→ **WHAT IS NEEDED**: Exact copies are required of the lines from the line containing "the cabinet handle." through the final line of the listing, both included, and of no other lines.

→ **DATASET RECORDS**:

## START

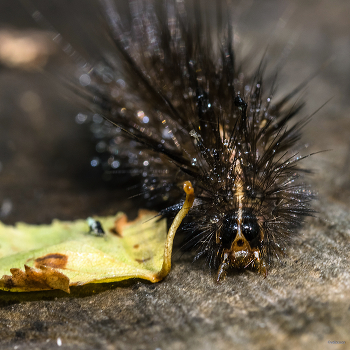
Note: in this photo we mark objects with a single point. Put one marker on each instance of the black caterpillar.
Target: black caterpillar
(174, 88)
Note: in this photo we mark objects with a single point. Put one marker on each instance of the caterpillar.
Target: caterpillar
(172, 104)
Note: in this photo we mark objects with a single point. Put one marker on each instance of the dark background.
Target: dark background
(45, 173)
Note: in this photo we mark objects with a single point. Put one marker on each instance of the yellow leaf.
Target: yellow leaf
(66, 254)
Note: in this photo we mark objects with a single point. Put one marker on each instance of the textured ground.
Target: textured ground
(303, 303)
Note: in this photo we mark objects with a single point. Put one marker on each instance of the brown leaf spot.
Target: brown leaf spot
(56, 260)
(121, 223)
(44, 278)
(140, 261)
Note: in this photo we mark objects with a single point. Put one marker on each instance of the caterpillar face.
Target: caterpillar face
(173, 105)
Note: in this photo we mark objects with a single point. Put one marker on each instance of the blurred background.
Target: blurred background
(46, 154)
(46, 173)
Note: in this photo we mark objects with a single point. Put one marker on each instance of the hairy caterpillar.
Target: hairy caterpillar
(173, 87)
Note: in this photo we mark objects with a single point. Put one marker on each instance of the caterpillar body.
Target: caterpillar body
(178, 107)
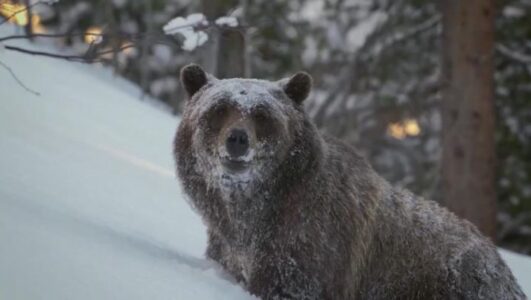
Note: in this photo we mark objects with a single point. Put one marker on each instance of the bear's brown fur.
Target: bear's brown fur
(303, 216)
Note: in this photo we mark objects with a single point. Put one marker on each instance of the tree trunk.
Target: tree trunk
(468, 112)
(229, 45)
(28, 29)
(146, 43)
(112, 29)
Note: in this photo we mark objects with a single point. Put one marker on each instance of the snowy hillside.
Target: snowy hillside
(89, 204)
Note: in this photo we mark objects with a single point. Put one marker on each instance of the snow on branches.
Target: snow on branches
(192, 28)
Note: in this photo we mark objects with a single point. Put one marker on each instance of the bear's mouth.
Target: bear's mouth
(234, 165)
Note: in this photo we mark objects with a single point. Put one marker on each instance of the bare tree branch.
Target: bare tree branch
(516, 56)
(75, 58)
(18, 80)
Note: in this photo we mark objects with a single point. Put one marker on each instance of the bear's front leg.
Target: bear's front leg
(283, 278)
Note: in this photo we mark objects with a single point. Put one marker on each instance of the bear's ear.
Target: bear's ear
(298, 86)
(193, 78)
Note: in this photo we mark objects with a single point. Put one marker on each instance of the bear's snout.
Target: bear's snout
(237, 143)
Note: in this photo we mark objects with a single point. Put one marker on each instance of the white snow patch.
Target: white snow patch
(357, 36)
(89, 208)
(89, 204)
(227, 21)
(187, 27)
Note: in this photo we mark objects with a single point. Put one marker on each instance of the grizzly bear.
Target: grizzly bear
(295, 214)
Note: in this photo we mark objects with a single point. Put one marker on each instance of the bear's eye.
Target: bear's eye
(215, 117)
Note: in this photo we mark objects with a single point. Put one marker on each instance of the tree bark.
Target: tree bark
(468, 171)
(229, 45)
(28, 29)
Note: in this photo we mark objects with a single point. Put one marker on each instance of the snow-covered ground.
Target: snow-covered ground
(89, 204)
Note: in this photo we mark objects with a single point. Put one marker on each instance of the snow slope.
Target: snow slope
(89, 206)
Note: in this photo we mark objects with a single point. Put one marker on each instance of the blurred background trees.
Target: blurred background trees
(377, 67)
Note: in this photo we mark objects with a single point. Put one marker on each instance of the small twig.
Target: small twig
(18, 80)
(516, 56)
(18, 12)
(75, 58)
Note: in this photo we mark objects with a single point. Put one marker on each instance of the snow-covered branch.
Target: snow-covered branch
(192, 28)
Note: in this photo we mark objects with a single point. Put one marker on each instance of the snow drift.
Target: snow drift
(89, 204)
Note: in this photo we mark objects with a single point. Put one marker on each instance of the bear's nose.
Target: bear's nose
(237, 143)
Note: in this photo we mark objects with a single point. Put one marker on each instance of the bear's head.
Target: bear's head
(235, 134)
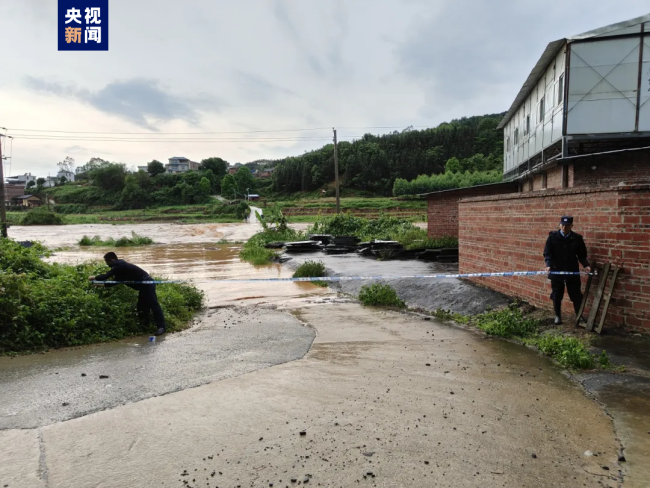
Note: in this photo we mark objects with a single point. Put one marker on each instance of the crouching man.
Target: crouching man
(147, 298)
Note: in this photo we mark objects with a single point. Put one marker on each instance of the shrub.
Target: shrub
(41, 216)
(570, 352)
(385, 227)
(507, 323)
(71, 208)
(254, 250)
(52, 305)
(134, 241)
(311, 269)
(379, 294)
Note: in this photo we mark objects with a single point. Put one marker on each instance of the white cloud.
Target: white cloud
(209, 66)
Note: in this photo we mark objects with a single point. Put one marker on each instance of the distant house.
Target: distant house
(51, 181)
(20, 180)
(27, 201)
(68, 175)
(13, 191)
(263, 174)
(180, 164)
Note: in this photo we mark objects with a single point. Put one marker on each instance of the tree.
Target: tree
(452, 165)
(109, 176)
(229, 187)
(244, 178)
(205, 188)
(218, 166)
(155, 168)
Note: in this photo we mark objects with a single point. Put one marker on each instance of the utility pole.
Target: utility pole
(3, 213)
(336, 174)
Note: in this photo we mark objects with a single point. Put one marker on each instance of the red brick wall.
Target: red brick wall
(631, 167)
(508, 232)
(442, 213)
(554, 177)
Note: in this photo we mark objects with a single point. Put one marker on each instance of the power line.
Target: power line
(212, 140)
(206, 133)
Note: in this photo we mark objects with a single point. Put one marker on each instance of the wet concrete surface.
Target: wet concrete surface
(631, 351)
(627, 399)
(361, 394)
(381, 399)
(39, 389)
(459, 296)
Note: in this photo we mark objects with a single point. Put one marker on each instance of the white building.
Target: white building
(180, 164)
(587, 94)
(20, 180)
(68, 175)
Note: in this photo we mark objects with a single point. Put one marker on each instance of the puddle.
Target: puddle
(633, 352)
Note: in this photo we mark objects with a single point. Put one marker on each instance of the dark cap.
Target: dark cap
(566, 220)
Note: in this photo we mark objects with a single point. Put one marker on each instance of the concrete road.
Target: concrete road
(39, 389)
(381, 399)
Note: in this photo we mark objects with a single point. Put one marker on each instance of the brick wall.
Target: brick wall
(442, 212)
(508, 232)
(631, 167)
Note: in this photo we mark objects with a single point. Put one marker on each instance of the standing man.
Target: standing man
(563, 250)
(147, 298)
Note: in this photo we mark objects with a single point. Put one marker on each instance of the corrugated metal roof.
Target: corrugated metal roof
(549, 54)
(540, 68)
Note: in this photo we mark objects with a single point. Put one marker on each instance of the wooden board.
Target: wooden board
(610, 291)
(599, 296)
(585, 296)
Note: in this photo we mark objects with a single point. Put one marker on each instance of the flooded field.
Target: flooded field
(182, 252)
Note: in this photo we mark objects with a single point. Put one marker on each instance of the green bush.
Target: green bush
(385, 228)
(134, 241)
(507, 323)
(379, 294)
(71, 208)
(41, 216)
(254, 250)
(52, 305)
(311, 269)
(570, 352)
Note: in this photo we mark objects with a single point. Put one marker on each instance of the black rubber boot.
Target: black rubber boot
(557, 306)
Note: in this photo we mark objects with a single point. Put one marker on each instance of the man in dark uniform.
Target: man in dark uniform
(147, 298)
(563, 250)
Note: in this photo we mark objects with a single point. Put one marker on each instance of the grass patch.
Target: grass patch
(511, 323)
(254, 251)
(507, 323)
(311, 269)
(41, 216)
(385, 228)
(379, 294)
(134, 241)
(54, 305)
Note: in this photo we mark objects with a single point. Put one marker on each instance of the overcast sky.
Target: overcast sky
(268, 65)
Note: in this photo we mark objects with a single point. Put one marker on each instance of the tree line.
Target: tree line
(375, 163)
(100, 182)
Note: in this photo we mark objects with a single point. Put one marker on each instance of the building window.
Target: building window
(527, 125)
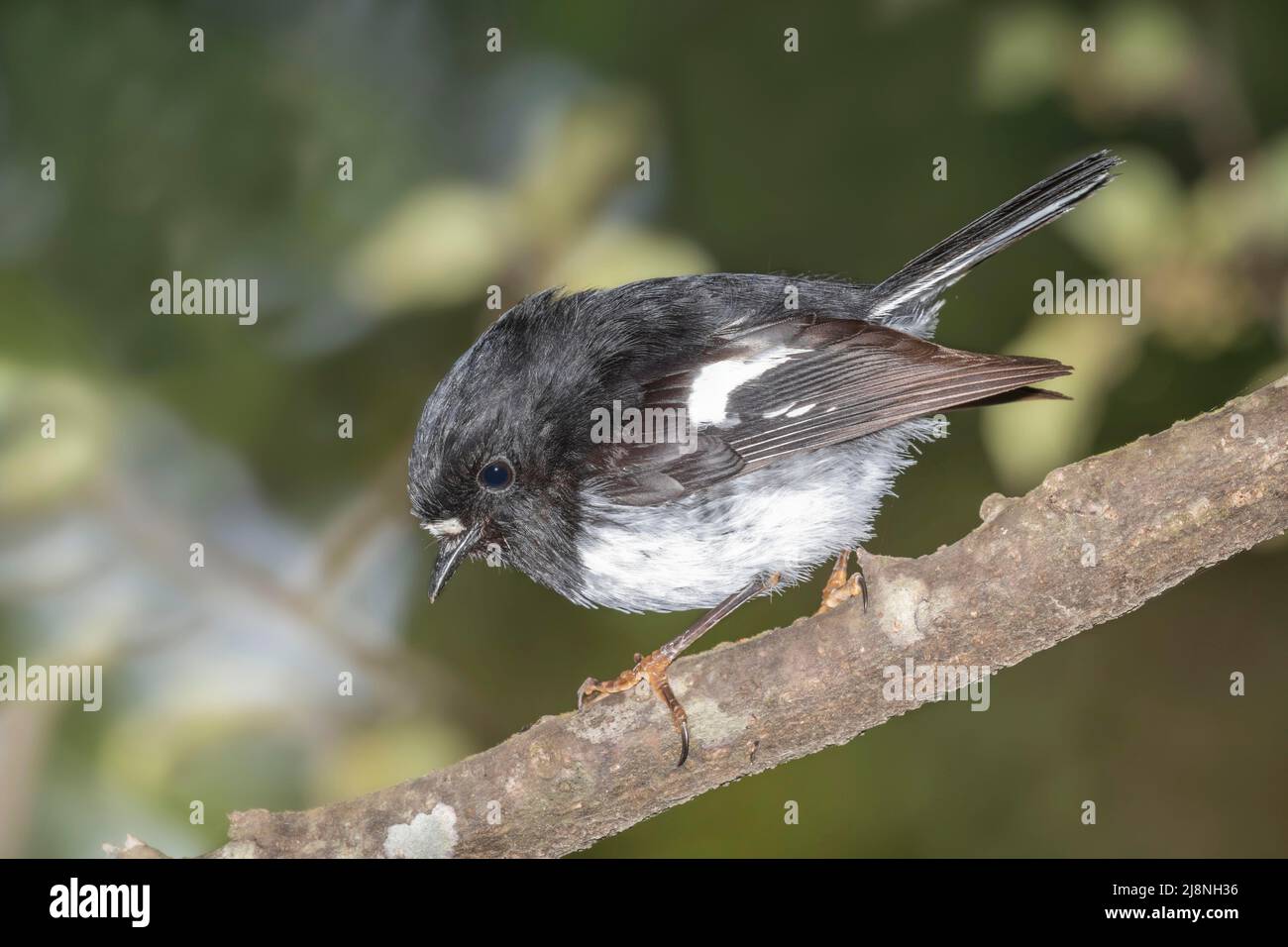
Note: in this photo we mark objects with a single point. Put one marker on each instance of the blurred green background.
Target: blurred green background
(518, 169)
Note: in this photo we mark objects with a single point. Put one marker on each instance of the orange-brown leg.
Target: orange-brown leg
(655, 667)
(840, 587)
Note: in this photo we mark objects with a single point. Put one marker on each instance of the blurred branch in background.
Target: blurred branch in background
(1151, 513)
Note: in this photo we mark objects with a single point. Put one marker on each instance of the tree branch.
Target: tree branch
(1147, 515)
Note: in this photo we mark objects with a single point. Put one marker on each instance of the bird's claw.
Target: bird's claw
(841, 587)
(653, 671)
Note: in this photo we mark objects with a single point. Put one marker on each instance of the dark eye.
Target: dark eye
(496, 475)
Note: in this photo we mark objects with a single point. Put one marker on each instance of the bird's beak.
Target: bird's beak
(451, 552)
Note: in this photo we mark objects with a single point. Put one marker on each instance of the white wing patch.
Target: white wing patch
(708, 397)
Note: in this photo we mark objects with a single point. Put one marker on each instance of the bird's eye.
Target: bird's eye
(496, 475)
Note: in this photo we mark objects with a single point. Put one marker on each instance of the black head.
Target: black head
(493, 470)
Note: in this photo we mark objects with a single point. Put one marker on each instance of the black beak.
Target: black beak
(451, 552)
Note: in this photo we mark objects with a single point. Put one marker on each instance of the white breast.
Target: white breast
(787, 518)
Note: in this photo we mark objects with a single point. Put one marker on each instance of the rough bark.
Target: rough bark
(1147, 515)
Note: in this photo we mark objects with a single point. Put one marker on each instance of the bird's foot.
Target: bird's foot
(841, 587)
(653, 671)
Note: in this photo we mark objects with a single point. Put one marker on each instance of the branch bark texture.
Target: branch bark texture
(1150, 513)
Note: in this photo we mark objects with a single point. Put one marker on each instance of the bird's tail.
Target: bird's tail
(919, 281)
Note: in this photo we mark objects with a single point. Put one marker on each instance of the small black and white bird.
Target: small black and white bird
(790, 407)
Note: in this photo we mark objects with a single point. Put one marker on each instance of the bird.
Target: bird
(699, 441)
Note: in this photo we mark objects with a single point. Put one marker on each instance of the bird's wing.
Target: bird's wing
(794, 385)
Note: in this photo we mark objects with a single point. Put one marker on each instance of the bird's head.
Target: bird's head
(492, 468)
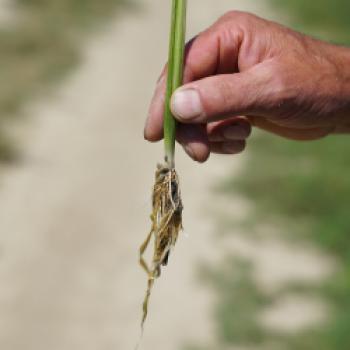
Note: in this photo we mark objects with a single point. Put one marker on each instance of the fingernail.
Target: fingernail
(235, 132)
(231, 148)
(190, 151)
(186, 104)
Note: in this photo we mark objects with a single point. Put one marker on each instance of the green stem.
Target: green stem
(175, 73)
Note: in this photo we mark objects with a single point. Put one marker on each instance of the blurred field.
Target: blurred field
(38, 46)
(271, 238)
(298, 193)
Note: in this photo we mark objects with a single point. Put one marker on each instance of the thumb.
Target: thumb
(221, 96)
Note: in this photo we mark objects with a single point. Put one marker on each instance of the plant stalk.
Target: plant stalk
(175, 74)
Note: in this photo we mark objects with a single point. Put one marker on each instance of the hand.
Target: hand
(245, 71)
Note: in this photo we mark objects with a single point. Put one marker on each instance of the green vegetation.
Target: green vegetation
(323, 18)
(175, 72)
(303, 189)
(40, 46)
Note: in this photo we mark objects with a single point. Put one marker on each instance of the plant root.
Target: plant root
(166, 220)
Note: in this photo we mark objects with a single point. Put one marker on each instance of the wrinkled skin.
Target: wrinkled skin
(245, 71)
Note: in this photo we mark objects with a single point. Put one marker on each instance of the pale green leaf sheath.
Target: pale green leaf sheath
(175, 74)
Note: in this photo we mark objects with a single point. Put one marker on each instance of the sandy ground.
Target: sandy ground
(74, 211)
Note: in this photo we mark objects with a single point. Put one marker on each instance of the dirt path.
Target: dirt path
(73, 213)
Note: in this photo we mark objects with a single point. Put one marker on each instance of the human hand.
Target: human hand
(245, 71)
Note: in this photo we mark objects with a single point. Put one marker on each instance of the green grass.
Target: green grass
(303, 189)
(323, 18)
(41, 45)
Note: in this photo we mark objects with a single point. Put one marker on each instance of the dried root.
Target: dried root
(166, 225)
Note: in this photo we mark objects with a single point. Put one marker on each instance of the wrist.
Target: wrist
(342, 90)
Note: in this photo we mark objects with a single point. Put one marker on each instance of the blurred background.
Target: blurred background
(264, 260)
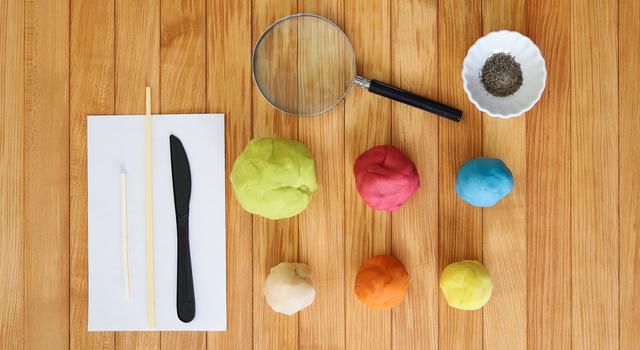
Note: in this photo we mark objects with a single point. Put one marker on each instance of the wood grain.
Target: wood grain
(228, 61)
(414, 66)
(273, 241)
(12, 237)
(321, 225)
(549, 183)
(629, 163)
(367, 124)
(91, 92)
(137, 63)
(460, 224)
(504, 225)
(183, 74)
(563, 248)
(594, 174)
(46, 174)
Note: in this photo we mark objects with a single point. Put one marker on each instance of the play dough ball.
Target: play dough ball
(385, 178)
(466, 285)
(482, 182)
(382, 282)
(274, 177)
(288, 288)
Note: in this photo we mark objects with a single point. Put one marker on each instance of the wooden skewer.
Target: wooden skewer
(151, 304)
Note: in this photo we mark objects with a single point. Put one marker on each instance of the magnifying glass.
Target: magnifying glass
(304, 65)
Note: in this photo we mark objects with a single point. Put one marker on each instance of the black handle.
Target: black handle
(185, 298)
(414, 100)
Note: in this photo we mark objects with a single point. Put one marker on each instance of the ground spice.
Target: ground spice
(501, 75)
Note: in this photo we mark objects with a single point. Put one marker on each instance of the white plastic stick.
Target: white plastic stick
(151, 304)
(125, 236)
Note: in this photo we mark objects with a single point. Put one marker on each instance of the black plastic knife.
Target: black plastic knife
(185, 298)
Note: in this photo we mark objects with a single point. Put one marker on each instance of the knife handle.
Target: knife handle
(185, 299)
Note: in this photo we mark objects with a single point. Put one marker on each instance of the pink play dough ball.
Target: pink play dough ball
(385, 178)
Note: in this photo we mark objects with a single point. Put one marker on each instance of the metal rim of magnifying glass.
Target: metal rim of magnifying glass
(274, 25)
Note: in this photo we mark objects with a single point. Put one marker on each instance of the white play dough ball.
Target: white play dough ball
(289, 288)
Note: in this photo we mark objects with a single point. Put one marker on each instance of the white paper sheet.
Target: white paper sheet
(117, 143)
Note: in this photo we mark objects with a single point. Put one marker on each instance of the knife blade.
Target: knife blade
(181, 174)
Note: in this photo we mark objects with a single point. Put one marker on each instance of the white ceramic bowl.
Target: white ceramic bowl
(534, 73)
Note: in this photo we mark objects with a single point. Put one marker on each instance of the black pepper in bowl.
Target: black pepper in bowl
(501, 75)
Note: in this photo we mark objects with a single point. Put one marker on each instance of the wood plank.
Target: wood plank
(46, 174)
(504, 225)
(460, 224)
(414, 66)
(228, 51)
(629, 161)
(137, 63)
(91, 92)
(321, 225)
(594, 174)
(367, 123)
(549, 182)
(12, 259)
(183, 74)
(273, 241)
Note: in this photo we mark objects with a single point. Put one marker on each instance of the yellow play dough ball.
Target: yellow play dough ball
(466, 285)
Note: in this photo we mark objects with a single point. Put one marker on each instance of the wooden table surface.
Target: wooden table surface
(563, 249)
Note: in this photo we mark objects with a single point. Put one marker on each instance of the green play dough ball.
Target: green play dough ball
(466, 285)
(274, 177)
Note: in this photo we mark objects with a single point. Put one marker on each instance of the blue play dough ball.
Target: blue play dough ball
(482, 182)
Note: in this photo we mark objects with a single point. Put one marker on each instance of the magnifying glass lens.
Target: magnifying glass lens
(304, 65)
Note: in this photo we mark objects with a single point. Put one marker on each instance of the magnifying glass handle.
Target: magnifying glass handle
(414, 100)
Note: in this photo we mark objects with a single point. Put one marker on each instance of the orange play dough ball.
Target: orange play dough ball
(382, 282)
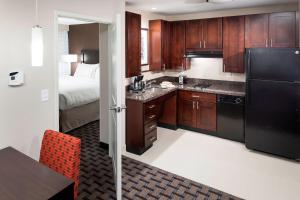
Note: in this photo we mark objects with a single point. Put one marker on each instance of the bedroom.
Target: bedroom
(79, 73)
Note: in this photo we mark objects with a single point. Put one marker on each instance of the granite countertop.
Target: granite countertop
(215, 87)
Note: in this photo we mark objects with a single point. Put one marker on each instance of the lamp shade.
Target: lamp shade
(69, 58)
(37, 47)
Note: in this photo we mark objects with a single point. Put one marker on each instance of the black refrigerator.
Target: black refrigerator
(272, 117)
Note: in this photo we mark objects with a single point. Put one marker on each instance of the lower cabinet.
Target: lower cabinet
(197, 110)
(142, 120)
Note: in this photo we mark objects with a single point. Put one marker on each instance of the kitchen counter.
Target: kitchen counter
(215, 87)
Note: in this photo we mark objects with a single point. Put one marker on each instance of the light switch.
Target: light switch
(44, 95)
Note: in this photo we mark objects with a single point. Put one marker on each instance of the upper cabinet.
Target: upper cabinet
(205, 34)
(177, 45)
(133, 44)
(234, 44)
(271, 30)
(159, 45)
(282, 29)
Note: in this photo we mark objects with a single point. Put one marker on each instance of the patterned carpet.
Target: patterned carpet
(140, 181)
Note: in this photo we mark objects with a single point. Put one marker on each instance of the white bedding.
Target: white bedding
(76, 91)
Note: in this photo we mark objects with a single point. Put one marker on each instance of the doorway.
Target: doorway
(82, 71)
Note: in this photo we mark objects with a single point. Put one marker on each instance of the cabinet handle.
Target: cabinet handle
(152, 139)
(271, 42)
(152, 116)
(152, 106)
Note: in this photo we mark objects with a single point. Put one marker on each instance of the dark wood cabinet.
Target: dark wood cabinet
(159, 45)
(197, 110)
(133, 44)
(278, 30)
(194, 35)
(282, 30)
(205, 34)
(177, 45)
(257, 31)
(142, 120)
(234, 44)
(212, 34)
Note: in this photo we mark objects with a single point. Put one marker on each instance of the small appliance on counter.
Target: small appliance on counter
(138, 84)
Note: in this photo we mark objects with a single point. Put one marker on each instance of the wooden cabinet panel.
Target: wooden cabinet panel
(257, 31)
(186, 113)
(212, 34)
(234, 44)
(133, 44)
(159, 45)
(282, 30)
(206, 116)
(194, 35)
(177, 44)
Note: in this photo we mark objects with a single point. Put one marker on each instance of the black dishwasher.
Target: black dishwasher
(230, 117)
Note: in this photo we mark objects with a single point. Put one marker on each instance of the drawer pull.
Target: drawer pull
(152, 116)
(152, 106)
(152, 127)
(152, 139)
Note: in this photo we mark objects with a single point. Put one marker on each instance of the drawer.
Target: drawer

## END

→ **RESULT**:
Note: in this photo we mark objects with a single point. Put one marker on each instance of the cabinet handle.
Target: cabinet handle
(152, 139)
(271, 42)
(152, 116)
(152, 106)
Note: in this photo we mark objects with a single point. Put one marker on each instance of the dark wood cabinet.
Target: dark wood cabinet
(159, 45)
(197, 110)
(133, 44)
(278, 30)
(194, 35)
(282, 30)
(205, 34)
(177, 45)
(257, 31)
(142, 120)
(234, 44)
(212, 34)
Note: in this photo we mark objects with a single point. Put one marker on each instance of the small appliance on counter.
Target: small appliance on counter
(138, 84)
Note: in this photo we mark objects with a single point. Put one marker on each instance of the wooden cabinet panel.
Target: wooden cabinet panel
(257, 31)
(186, 113)
(212, 34)
(234, 44)
(133, 44)
(159, 45)
(282, 30)
(206, 116)
(194, 35)
(177, 44)
Note: in this photo we mark objects with a single point. Put one marker on each instance of the black dishwasher.
Target: black dishwasher
(230, 117)
Note: in this photo we mark objects with a single point. Put one marker on each instance of the drawer pull.
Target: drawer pull
(152, 116)
(152, 106)
(152, 127)
(152, 139)
Note: in this photo we mark objects with a single point. Put one marker on each instance of the drawer.
Target: drawer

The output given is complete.